● **Written problem**:
Transcribe every line of the records verbatim.

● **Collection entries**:
*-*-*

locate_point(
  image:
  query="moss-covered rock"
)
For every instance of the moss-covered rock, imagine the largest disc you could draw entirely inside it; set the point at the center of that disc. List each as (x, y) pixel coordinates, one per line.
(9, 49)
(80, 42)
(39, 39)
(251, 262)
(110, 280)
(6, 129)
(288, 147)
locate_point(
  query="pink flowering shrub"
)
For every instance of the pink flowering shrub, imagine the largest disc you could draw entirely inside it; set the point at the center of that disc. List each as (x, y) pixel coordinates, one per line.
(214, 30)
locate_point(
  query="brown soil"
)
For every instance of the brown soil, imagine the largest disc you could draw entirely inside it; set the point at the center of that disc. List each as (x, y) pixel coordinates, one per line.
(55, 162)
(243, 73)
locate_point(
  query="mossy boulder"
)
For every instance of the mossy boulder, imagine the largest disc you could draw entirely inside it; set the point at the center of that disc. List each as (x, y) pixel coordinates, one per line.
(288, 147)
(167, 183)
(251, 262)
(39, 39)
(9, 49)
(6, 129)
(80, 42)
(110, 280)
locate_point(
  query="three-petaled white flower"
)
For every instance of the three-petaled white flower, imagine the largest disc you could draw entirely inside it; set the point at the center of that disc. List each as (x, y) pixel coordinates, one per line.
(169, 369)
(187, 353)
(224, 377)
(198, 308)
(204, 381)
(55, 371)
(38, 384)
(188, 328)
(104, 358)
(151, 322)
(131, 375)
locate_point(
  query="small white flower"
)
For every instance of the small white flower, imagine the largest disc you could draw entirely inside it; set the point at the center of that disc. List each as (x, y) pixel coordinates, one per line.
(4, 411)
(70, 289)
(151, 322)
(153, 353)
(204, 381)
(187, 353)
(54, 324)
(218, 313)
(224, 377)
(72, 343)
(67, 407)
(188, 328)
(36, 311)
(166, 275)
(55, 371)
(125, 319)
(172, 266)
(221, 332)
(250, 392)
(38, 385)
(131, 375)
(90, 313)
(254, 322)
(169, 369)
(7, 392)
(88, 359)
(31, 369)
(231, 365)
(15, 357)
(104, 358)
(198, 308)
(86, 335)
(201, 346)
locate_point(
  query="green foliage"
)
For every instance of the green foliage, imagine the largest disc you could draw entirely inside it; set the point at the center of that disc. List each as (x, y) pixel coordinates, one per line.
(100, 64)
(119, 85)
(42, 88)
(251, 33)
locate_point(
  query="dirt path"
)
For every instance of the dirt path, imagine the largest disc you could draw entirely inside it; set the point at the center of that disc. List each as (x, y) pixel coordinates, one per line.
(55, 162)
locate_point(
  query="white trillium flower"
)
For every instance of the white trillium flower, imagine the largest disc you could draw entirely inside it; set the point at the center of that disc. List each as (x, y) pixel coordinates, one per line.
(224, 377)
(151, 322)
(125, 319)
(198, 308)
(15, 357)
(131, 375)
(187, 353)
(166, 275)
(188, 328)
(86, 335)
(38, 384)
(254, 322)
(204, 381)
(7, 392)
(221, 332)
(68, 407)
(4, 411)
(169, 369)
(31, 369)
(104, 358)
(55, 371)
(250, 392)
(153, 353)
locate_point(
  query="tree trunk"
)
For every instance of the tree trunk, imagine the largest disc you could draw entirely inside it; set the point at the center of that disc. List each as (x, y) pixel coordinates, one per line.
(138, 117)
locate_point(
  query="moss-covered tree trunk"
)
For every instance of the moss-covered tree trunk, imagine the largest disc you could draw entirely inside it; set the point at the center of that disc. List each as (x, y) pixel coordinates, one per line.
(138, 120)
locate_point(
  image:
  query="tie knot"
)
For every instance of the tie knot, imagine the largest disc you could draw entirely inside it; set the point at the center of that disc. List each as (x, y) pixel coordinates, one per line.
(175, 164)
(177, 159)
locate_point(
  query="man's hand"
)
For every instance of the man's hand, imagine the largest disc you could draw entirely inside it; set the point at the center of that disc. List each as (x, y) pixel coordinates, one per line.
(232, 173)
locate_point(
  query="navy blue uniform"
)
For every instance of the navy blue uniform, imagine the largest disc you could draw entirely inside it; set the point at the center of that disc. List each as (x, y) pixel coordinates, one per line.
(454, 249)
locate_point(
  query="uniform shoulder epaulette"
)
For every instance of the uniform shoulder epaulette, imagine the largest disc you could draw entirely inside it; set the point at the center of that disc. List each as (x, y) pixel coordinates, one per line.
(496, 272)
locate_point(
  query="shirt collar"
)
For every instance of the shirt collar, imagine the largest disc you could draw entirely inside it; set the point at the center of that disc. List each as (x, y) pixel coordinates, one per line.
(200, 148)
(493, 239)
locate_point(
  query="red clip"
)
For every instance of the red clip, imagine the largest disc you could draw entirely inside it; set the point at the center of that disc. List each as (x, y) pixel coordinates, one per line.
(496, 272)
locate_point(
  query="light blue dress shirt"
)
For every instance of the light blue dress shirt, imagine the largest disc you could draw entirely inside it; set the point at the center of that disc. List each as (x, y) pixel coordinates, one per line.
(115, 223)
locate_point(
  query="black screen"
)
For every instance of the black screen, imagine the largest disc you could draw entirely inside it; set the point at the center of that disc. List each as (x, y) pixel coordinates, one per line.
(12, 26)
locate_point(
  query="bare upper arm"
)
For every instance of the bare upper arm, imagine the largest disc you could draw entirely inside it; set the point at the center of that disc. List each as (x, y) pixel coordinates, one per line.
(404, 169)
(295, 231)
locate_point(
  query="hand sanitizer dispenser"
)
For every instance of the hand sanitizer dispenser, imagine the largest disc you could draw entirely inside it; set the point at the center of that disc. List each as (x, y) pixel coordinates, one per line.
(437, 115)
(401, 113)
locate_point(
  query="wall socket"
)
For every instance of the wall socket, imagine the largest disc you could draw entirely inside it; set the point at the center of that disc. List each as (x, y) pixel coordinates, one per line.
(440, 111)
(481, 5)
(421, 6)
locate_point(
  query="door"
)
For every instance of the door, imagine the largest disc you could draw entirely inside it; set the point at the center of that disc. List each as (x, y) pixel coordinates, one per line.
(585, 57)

*-*-*

● **Written reply**:
locate_point(
  image:
  query="moss-covered rock"
)
For every instance of the moss-covered rock, imagine the largest disc you could draw entirely inside it; set the point at the center of that disc. List each as (x, y) pixel coordinates, one per line.
(9, 49)
(80, 42)
(39, 39)
(251, 262)
(110, 280)
(6, 129)
(288, 147)
locate_point(
  query="pink flowering shrub"
)
For every instance of the pink flowering shrub, imagine the largest disc you could draw entirely inside it; set the point at the center of that disc. List each as (x, y) pixel coordinates, one per line.
(214, 30)
locate_point(
  query="brown soil"
)
For every instance of the brown soil, imagine the largest disc you could draw entirely inside it; set the point at the center of that disc. List each as (x, y) pixel coordinates, one per line.
(55, 162)
(243, 73)
locate_point(
  query="mossy boulder"
)
For every instance of the mossy boulder, imagine the largest disc you could draw entirely inside it; set the point at the center of that disc. List each as (x, y) pixel coordinates, one per line.
(288, 147)
(167, 183)
(251, 262)
(39, 39)
(9, 49)
(6, 129)
(80, 42)
(110, 280)
locate_point(
  query="three-petaled white flower"
)
For every instance of the three-petaled white flower, imagine the largest disc you could draw entirely inside it; set the point at the center of that disc. List each as (x, y) pixel coordinates, one per line.
(169, 369)
(187, 353)
(224, 377)
(198, 308)
(204, 381)
(55, 371)
(38, 384)
(188, 328)
(104, 358)
(151, 322)
(131, 375)
locate_point(
  query="small white flower"
)
For every instance of the small white flower, imagine the largest disc you could draw entirely inside it; set the point at the center of that disc. List each as (x, y) pixel coordinates, one per line.
(4, 411)
(70, 289)
(151, 322)
(153, 353)
(204, 381)
(187, 353)
(54, 324)
(218, 313)
(224, 377)
(72, 343)
(67, 407)
(188, 328)
(36, 311)
(166, 275)
(55, 371)
(125, 319)
(172, 266)
(221, 332)
(250, 392)
(38, 385)
(131, 375)
(90, 313)
(254, 322)
(169, 369)
(7, 392)
(88, 359)
(31, 369)
(231, 365)
(15, 357)
(104, 358)
(198, 308)
(86, 335)
(201, 346)
locate_point(
  query="green foliage"
)
For every instance of the green foliage, imagine the largest disc you could draw entirely inside it; set the point at the center of that disc. List each as (x, y) pixel coordinates, one per line.
(100, 64)
(119, 85)
(42, 88)
(251, 33)
locate_point(
  query="dirt path"
)
For every instance of the dirt path, imagine the largest disc you could draw entirely inside it; set the point at the center of that disc. List each as (x, y) pixel coordinates, one per line.
(55, 162)
locate_point(
  query="white trillium flower"
)
For every instance of the white trillium flower, imagine the largest disc you could draw entirely inside it; set the point at the center of that disc. List each as (x, y) pixel coordinates, one per line.
(224, 377)
(151, 322)
(125, 319)
(198, 308)
(15, 357)
(131, 375)
(187, 353)
(166, 275)
(188, 328)
(86, 335)
(38, 384)
(254, 322)
(204, 381)
(7, 392)
(221, 332)
(68, 407)
(4, 411)
(169, 369)
(31, 369)
(104, 358)
(55, 371)
(250, 392)
(153, 353)
locate_point(
  query="tree trunk"
)
For every instance of the tree trunk, imagine the largest disc you could draw entirely inside it; set the point at the center of that disc. List each as (x, y) pixel coordinates, one per line.
(138, 117)
locate_point(
  query="moss-covered tree trunk"
)
For every instance of the moss-covered tree trunk, imagine the largest disc you could draw entirely inside it; set the point at the center of that disc. List each as (x, y) pixel coordinates, one per line.
(138, 120)
locate_point(
  image:
  query="tie knot"
)
For every instance of the tie knot, imagine the largest disc you could draw entirely inside it; set the point at the center of that disc. List each as (x, y) pixel coordinates, one per line.
(175, 164)
(177, 159)
locate_point(
  query="man's hand"
)
For every instance of the man's hand, imagine the largest disc you could draw entirely inside it; set the point at the center of that disc. List each as (x, y) pixel coordinates, one per line.
(232, 173)
locate_point(
  query="navy blue uniform"
)
For every instance of the navy blue uniform, imagine the largest disc you could draw entirely inside it; set the point at the center of that disc. List each as (x, y) pixel coordinates, one per line.
(454, 249)
locate_point(
  query="uniform shoulder epaulette"
)
For every instance of the uniform shoulder epaulette, imagine the largest disc you could draw entirely inside it; set the point at the center of that disc. List each as (x, y) pixel coordinates, one per line.
(496, 272)
locate_point(
  query="shirt collar"
)
For every instance of the shirt collar, imagine the largest disc you could draw entirely inside it; set the point at the center of that disc. List each as (x, y) pixel coordinates, one per line.
(200, 148)
(493, 239)
locate_point(
  query="red clip"
)
For every instance of the red clip, imagine the largest disc you could draw entirely inside it; set the point at the center of that disc. List each as (x, y) pixel coordinates, one per line.
(496, 272)
locate_point(
  query="light blue dress shirt"
)
For every instance of the light blue dress shirt, imagine the largest disc you could draw entirely inside it; set the point at the center of that disc. List each as (x, y) pixel coordinates, one per line.
(115, 223)
locate_point(
  query="black screen"
)
For every instance of the black screen, imagine the largest disc you could draw entirely inside it; set the point at the center of that disc. List each as (x, y) pixel coordinates, one per line.
(12, 26)
locate_point(
  query="bare upper arm"
)
For every instance of the bare upper arm, imagine the largest disc you could draw entirely inside it; set the point at the center of that disc. List each as (x, y) pixel coordinates, one per line.
(404, 169)
(295, 231)
locate_point(
  query="hand sanitizer dispenser"
)
For every instance of the hand sanitizer dispenser, imagine the largest disc you could draw entirely inside it; set the point at the center of that disc. List each as (x, y) pixel coordinates, one per line.
(437, 115)
(401, 113)
locate_point(
  query="wall socket"
)
For every instance of the wall socket, imagine the largest disc you could draw entirely inside it; set the point at the center of that disc. List each as (x, y) pixel coordinates, one per line.
(440, 111)
(481, 5)
(421, 6)
locate_point(
  query="door"
)
For every instance of the door, imagine the largest disc you could draw entirely inside it; set the point at the center of that disc. List each as (x, y) pixel coordinates, one per line.
(585, 57)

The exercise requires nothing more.